WHAT IS NEEDED »
Find every line below where the string "optional" shows up, and copy those lines.

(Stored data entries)
- - -
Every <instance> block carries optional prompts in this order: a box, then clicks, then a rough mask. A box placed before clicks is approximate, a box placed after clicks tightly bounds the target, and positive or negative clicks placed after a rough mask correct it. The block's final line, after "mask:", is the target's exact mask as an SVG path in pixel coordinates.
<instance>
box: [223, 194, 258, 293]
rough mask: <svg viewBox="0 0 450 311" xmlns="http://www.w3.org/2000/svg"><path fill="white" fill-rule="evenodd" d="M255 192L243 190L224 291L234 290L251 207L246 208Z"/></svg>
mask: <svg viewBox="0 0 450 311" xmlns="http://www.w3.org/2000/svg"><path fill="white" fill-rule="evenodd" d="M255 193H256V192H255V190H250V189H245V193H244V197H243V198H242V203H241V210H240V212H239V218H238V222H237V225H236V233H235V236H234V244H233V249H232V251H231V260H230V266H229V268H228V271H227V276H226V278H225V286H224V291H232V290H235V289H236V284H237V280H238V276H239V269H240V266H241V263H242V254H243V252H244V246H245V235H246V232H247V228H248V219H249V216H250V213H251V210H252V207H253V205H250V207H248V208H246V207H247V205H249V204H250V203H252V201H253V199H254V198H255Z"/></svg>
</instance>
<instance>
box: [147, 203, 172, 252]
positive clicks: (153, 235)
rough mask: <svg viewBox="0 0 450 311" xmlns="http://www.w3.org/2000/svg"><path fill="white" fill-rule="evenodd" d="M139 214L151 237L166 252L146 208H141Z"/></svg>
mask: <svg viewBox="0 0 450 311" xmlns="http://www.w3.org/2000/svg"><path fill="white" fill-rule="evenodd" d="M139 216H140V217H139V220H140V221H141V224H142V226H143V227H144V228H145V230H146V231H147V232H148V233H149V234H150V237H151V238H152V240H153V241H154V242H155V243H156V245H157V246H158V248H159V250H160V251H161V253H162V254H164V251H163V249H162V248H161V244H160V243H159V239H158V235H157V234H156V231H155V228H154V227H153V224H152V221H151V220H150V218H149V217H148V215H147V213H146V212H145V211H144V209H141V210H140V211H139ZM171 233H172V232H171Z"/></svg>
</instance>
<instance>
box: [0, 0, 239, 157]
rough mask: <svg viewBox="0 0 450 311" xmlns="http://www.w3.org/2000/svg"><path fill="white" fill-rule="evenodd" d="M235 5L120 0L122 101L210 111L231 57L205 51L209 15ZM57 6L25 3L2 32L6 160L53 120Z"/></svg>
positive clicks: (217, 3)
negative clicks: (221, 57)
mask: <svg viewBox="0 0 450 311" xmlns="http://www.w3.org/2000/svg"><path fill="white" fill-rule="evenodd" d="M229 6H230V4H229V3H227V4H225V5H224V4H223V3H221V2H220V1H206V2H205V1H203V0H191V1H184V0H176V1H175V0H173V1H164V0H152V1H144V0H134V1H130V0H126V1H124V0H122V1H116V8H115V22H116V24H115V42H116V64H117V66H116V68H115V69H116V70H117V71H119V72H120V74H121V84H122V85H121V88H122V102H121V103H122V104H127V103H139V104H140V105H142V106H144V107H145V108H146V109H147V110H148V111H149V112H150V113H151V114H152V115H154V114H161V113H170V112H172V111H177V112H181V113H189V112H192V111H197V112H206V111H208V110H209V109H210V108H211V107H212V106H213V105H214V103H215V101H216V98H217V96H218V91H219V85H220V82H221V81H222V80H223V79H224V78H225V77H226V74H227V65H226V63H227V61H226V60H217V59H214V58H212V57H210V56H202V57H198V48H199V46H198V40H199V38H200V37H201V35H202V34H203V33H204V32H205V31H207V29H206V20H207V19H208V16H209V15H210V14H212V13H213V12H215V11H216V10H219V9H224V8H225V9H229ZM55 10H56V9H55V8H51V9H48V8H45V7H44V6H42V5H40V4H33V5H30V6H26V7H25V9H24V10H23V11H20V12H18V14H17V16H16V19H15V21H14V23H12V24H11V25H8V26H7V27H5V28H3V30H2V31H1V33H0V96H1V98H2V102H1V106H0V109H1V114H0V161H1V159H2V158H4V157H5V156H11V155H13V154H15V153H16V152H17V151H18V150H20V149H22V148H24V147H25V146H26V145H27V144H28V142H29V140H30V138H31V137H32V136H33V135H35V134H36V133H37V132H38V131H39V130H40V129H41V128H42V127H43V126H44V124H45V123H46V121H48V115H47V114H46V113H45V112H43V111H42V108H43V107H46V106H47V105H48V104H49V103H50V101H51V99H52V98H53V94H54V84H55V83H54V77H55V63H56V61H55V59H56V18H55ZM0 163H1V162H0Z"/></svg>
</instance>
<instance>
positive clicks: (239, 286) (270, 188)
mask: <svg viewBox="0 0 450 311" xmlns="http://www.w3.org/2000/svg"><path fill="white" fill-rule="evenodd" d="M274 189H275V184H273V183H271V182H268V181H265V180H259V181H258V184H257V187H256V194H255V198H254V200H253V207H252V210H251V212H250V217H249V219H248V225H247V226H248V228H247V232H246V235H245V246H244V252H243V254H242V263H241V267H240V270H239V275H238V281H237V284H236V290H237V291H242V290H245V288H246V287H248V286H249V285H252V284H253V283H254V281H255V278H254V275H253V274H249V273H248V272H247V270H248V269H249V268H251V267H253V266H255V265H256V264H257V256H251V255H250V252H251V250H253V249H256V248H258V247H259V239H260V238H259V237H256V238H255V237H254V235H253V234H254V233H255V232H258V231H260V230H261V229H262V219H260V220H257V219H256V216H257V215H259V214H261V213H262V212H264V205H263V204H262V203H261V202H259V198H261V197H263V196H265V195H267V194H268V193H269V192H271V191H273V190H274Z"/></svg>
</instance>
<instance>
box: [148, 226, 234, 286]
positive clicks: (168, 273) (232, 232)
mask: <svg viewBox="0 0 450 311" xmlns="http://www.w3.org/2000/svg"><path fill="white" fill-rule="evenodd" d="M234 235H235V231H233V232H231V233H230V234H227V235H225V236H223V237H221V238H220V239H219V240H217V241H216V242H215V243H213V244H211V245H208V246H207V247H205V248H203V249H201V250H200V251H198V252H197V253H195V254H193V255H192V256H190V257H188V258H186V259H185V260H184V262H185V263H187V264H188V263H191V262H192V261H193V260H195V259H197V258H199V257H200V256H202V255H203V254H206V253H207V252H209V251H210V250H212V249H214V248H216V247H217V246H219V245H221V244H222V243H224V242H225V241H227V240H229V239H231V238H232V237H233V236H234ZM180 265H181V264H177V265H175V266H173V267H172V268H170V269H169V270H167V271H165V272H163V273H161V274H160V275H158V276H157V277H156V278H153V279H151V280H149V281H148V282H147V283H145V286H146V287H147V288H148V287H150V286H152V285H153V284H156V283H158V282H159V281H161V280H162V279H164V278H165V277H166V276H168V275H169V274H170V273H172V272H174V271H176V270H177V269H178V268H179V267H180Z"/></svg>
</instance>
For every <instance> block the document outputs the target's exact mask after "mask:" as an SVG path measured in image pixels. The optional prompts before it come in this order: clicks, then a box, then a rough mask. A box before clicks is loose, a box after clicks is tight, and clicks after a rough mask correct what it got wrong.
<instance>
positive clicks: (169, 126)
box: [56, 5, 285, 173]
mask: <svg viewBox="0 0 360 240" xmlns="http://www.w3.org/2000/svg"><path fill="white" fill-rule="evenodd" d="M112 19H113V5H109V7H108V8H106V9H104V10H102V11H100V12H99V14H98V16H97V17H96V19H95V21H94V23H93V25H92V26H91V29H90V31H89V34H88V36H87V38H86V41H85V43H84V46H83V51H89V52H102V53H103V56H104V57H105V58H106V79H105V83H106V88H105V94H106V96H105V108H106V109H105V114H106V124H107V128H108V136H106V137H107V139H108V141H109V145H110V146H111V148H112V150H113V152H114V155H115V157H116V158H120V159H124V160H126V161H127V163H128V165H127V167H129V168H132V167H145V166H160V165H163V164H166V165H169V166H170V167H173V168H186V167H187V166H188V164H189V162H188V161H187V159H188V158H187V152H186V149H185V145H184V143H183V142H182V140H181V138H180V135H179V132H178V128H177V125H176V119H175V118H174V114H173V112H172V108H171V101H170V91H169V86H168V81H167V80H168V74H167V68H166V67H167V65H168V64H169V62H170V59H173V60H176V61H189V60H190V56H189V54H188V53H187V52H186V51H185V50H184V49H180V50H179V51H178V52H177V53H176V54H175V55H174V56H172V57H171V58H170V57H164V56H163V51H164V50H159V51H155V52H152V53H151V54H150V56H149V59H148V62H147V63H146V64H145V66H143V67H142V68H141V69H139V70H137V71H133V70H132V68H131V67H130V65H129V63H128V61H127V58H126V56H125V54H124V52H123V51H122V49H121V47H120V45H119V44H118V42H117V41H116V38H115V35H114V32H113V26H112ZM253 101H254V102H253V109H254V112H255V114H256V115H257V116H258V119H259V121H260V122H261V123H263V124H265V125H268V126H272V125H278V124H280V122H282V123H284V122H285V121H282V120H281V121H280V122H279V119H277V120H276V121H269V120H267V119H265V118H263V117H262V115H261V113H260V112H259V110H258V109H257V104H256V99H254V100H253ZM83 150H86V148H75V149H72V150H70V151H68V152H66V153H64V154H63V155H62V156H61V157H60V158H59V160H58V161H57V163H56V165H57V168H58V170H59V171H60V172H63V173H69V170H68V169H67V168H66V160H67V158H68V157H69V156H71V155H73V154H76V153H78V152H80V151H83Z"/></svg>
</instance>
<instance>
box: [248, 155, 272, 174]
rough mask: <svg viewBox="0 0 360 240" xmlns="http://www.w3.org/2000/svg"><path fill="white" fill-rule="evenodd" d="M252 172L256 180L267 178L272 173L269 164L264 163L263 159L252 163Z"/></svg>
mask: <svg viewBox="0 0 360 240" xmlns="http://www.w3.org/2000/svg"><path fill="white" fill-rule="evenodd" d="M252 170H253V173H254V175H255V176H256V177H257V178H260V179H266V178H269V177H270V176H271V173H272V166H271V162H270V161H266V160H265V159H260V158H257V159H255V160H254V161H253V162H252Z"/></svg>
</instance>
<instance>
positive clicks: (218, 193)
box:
- - -
ANSWER TO THE EXERCISE »
Every <instance> block carries optional prompts in this order: a box, then clicks, then a rough mask. A box placed before clicks is approximate, a box placed after clicks tightly bounds the target, and positive or negative clicks placed after a rough mask correct it. The block's final line, after "mask:", is the target's exact mask as an SVG path in pixel coordinates.
For every <instance> block the document outputs the target's exact mask after "mask:" as an SVG path measured in image pixels. The optional prompts before it come in this order: clicks, then a box, then a rough mask. A box before clicks is loose, a box after clicks is tight, and clicks after a rough mask correct what it got wrong.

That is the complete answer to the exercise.